____ RECORD SET
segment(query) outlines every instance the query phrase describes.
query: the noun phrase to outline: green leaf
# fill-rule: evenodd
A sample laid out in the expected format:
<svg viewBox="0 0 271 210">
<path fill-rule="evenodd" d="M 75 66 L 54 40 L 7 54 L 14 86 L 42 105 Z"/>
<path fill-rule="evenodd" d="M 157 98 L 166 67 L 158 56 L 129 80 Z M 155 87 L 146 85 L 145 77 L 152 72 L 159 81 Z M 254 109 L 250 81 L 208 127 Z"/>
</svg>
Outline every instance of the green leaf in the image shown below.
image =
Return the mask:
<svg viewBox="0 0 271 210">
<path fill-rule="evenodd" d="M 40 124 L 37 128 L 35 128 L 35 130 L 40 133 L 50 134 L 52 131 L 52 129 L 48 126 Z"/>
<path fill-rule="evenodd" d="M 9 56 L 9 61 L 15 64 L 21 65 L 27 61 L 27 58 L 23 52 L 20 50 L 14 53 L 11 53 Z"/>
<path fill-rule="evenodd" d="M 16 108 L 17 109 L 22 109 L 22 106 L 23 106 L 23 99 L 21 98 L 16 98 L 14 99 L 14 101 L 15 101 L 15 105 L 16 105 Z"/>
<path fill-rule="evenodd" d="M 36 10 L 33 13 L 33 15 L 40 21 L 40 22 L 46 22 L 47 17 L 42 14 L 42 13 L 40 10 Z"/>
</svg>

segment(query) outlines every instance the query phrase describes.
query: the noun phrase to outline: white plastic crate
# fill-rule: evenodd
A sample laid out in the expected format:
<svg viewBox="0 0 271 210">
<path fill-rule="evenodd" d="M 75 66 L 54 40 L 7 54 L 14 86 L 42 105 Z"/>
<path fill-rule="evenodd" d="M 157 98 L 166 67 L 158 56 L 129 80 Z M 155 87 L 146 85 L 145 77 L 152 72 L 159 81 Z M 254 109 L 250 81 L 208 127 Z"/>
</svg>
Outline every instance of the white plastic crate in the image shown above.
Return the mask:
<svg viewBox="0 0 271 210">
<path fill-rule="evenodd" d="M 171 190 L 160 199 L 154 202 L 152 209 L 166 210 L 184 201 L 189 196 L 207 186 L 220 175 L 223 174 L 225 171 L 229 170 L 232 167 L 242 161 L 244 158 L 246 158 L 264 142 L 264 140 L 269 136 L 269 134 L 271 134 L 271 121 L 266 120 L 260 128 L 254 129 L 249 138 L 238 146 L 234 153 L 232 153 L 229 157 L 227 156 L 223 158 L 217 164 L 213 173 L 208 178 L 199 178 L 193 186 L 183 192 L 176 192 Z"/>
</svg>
________
- [EXERCISE BRIEF]:
Rewrite every line of both items above as a JSON array of strings, one string per line, leaving out blank lines.

- [RESULT FOR THIS EXERCISE]:
[
  "segment(query) outlines every instance the query phrase describes.",
  "query: the noun phrase to outline: green leaf",
  "# fill-rule: evenodd",
  "A sample laid out in the expected format:",
  "<svg viewBox=\"0 0 271 210\">",
  "<path fill-rule=\"evenodd\" d=\"M 75 66 L 54 40 L 7 54 L 14 86 L 42 105 Z\"/>",
  "<path fill-rule=\"evenodd\" d=\"M 157 98 L 166 67 L 158 56 L 129 80 Z M 155 87 L 146 85 L 145 77 L 152 72 L 159 81 Z M 254 109 L 250 81 L 208 127 Z\"/>",
  "</svg>",
  "Outline every instance of the green leaf in the image shown below.",
  "image =",
  "Return the mask:",
  "<svg viewBox=\"0 0 271 210\">",
  "<path fill-rule=\"evenodd\" d=\"M 40 124 L 37 128 L 35 128 L 35 130 L 40 133 L 50 134 L 52 131 L 52 129 L 48 126 Z\"/>",
  "<path fill-rule=\"evenodd\" d=\"M 9 56 L 9 61 L 15 64 L 21 65 L 27 61 L 27 58 L 23 52 L 20 50 L 14 53 L 11 53 Z\"/>",
  "<path fill-rule=\"evenodd\" d=\"M 16 108 L 17 109 L 22 109 L 22 106 L 23 106 L 23 99 L 21 98 L 16 98 L 14 99 L 14 101 L 15 101 L 15 105 L 16 105 Z\"/>",
  "<path fill-rule=\"evenodd\" d=\"M 36 10 L 33 13 L 33 15 L 40 21 L 40 22 L 46 22 L 47 17 L 42 14 L 42 13 L 40 10 Z\"/>",
  "</svg>",
  "segment(query) outlines every instance the query phrase describes.",
  "query: the noun phrase to outline: white plastic crate",
  "# fill-rule: evenodd",
  "A sample laid out in the expected format:",
  "<svg viewBox=\"0 0 271 210\">",
  "<path fill-rule=\"evenodd\" d=\"M 75 66 L 54 40 L 7 54 L 14 86 L 42 105 Z\"/>",
  "<path fill-rule=\"evenodd\" d=\"M 157 98 L 166 67 L 158 56 L 129 80 Z M 155 87 L 146 85 L 145 77 L 152 72 L 159 81 Z M 254 109 L 250 81 L 208 127 Z\"/>",
  "</svg>",
  "Outline every instance of the white plastic crate in the image shown above.",
  "Return the mask:",
  "<svg viewBox=\"0 0 271 210\">",
  "<path fill-rule=\"evenodd\" d=\"M 171 190 L 160 199 L 154 202 L 152 209 L 166 210 L 184 201 L 189 196 L 207 186 L 220 175 L 223 174 L 225 171 L 229 170 L 232 167 L 242 161 L 244 158 L 246 158 L 264 142 L 264 140 L 269 136 L 269 134 L 271 134 L 271 121 L 266 120 L 260 128 L 254 129 L 249 138 L 238 146 L 234 153 L 232 153 L 229 157 L 227 156 L 223 158 L 217 164 L 213 173 L 208 178 L 199 178 L 193 186 L 183 192 L 176 192 Z\"/>",
  "</svg>"
]